§ **WHAT IS NEEDED**
Every entry here needs to be repeated exactly.

[Saved data entries]
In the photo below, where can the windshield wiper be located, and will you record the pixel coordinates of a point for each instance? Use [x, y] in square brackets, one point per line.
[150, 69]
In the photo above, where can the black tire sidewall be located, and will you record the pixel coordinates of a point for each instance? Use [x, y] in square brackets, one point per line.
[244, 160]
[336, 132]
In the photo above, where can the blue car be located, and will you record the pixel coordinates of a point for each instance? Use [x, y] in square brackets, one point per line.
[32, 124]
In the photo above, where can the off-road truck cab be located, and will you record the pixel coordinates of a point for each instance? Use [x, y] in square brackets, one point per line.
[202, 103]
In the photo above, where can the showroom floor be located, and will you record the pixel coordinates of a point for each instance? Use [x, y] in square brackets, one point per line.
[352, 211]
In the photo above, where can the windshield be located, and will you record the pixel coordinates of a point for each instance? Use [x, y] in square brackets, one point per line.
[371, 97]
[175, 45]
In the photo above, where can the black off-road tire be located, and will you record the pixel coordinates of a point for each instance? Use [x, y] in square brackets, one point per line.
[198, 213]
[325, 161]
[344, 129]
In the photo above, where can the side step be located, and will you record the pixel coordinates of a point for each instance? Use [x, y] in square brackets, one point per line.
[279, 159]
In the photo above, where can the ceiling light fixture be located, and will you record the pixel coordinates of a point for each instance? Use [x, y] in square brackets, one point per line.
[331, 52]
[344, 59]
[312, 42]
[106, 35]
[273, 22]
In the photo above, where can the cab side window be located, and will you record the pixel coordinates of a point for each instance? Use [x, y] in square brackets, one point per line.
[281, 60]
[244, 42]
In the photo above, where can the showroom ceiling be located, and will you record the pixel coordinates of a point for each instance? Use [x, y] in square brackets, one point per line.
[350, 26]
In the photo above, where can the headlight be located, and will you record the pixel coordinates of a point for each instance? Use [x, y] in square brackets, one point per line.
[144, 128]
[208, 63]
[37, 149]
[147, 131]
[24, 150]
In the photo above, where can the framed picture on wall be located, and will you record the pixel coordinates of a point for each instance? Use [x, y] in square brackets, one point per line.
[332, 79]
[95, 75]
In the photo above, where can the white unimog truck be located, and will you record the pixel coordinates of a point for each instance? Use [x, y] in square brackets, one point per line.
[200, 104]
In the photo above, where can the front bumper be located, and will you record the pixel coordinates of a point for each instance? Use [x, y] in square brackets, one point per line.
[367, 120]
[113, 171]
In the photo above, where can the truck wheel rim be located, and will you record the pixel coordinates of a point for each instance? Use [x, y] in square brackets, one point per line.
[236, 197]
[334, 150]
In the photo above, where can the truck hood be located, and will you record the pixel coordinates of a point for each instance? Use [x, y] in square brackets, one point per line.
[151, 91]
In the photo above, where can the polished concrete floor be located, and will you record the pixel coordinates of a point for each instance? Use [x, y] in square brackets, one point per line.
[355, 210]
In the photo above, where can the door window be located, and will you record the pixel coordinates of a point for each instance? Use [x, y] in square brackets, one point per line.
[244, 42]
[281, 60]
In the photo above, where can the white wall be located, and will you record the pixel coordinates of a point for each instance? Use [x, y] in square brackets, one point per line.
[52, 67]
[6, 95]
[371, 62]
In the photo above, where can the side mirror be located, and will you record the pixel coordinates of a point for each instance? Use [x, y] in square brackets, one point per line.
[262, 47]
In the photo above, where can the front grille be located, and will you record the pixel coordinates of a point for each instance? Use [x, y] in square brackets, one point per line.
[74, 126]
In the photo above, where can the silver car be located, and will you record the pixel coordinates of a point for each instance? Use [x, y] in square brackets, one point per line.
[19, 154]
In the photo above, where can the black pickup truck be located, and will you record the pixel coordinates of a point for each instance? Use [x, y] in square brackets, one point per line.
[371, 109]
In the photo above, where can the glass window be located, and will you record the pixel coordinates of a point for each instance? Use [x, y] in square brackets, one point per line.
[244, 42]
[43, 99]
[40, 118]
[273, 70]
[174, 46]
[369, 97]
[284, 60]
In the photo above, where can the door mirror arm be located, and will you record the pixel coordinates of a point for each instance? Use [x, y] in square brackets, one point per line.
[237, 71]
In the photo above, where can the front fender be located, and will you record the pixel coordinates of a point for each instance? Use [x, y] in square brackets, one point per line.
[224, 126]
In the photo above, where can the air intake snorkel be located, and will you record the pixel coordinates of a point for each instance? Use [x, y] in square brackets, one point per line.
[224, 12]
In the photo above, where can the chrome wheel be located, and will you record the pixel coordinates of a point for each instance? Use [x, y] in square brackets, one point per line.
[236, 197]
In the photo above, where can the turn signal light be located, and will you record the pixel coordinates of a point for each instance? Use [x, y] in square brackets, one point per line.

§ **PROBLEM SOLUTION**
In the photo below, where can the windshield wiper be located, and will you record the pixel coordinates of a point for each instance? Use [x, y] in square brackets, one point per line.
[150, 69]
In the photo above, where can the black tire sidewall be located, and will you record the pixel coordinates of a point for each instance? Use [x, y] in square brackets, one point per line.
[244, 160]
[336, 132]
In the photo above, where can the blue car be located, and will you record the pixel coordinates of a point for each instance? Use [x, y] in square brackets, one point per line.
[32, 124]
In the photo above, where can the off-road truck cab be located, and will you record the pixel coordinates of a point for each instance? Use [x, y] in square brackets, one point per line.
[202, 103]
In the photo above, where can the showroom floor be located, and will you record the pixel coordinates of a point for each instance? Use [x, y] in square brackets, one point per line.
[352, 211]
In the photo above, where can the windshield be located, and will you record the pixel coordinates of a point for each instance? Use [x, y] in square brackets, one point per line.
[371, 97]
[175, 45]
In the photo above, where can the black off-road tire be located, and will you record the pixel coordinates of a point for each instance? Use [x, y] in square brackets, one point per line.
[198, 213]
[325, 161]
[344, 129]
In the photo above, where can the side step be located, and will you record the pixel coordinates of a point for each instance? Use [x, y] in square brackets, one point per line.
[279, 159]
In the photo above, where can the ceiling light fixture be located, and will you record the pixel coordinates of a point for each instance? Use [x, y] in square brackets, one point per line.
[331, 52]
[344, 59]
[312, 42]
[106, 35]
[273, 22]
In the photo above, where can the cab side window be located, and will you record the pixel coordinates of a point for each instance? Use [x, y] in square brackets, one point per line.
[281, 60]
[244, 42]
In the photo above, where can the showroom ceiling be located, and will you record the pixel coordinates of a point for each instance? Use [x, y] in square brackets, one point per line.
[350, 26]
In the photo above, where can the headlight be located, and will you record the pixel coordinates of a point for each instance? Use [x, y] in square brackets, one point per line.
[144, 128]
[208, 63]
[37, 149]
[147, 131]
[24, 150]
In the photo above, where can the framed picture on wall be located, and will you record the pixel coordinates of a point for each instance? Use [x, y] in square brackets, one point per line.
[332, 79]
[95, 75]
In the photo above, where can the white unimog truck be located, and will you record the pixel coordinates of a point for each instance? Use [x, y] in square brackets, one point per line.
[200, 104]
In the photo above, where can the front bumper be located, and will you record the pixel coordinates of a point for each instance? Use [x, y] in square brackets, one point per line.
[367, 120]
[113, 171]
In the photo above, where can the truck wheel rim be located, and will you record the pixel coordinates of a point for each instance? Use [x, y] in square brackets, one point per line.
[236, 197]
[334, 150]
In the photo above, where can the truck hood be located, and will you record the pixel coordinates of a point for each instance? Use [x, y] in square brackets, one point per line.
[151, 91]
In the photo above, where can the polished concrete floor be located, and will you record the pixel coordinates of a point for each instance? Use [x, y] in square brackets, one point per line.
[355, 210]
In the photo above, where can the door window be located, and will you record the pixel coordinates of a point for each instance? Use [x, y] in square brackets, one point per line.
[244, 42]
[281, 60]
In the photo above, where can the white wall be located, and will you record the pixel coordinates of a point for each instance? Use [x, y] in square brackets, one point per line.
[52, 67]
[6, 95]
[371, 62]
In the photo above, where can the side mirror be located, and will you record the pixel coordinates of a point for each instance? Use [x, y] in square brackets, one point per line.
[262, 47]
In the photo above, where can the front grille be located, and will you record the pixel coordinates of a point for each instance? Use [x, y] in square brackets, one point per line.
[74, 126]
In the photo above, where can the silver car be located, and will you record the pixel coordinates of a point for each instance? Use [x, y] in square brackets, one point per line.
[19, 154]
In the photo above, where can the black pickup truck be located, and will you record the pixel coordinates of a point for each instance? Use [x, y] in square brackets, one point per line.
[371, 109]
In the photo above, where can the glass window be located, and will you record the pixel coordinates of a point for each instance? Use [x, y] in square brackets, one point per line.
[244, 42]
[43, 99]
[40, 118]
[273, 70]
[174, 46]
[369, 97]
[284, 60]
In the photo above, where can the door mirror arm be located, and will you record the pixel coordinates of a point for each instance? Use [x, y] in square brackets, one point per line.
[237, 71]
In the photo above, where can the front fender be located, and will you record the pixel coordinates of a point for each instance? Use [x, y] in square brackets, one point per line.
[224, 126]
In the photo above, where can the air intake snorkel be located, and will you record the pixel coordinates of a point for each instance? Use [x, y] in square brackets, one point per line.
[224, 12]
In the photo above, where can the chrome wheel be located, and will you record the pixel coordinates of a point for each instance? Use [x, y] in square brackets, one point per line.
[236, 197]
In the photo above, where can the turn signal light be located, and will you record the pixel coordinates of a point for each instance? Use [x, y] in square brackets, one point per line.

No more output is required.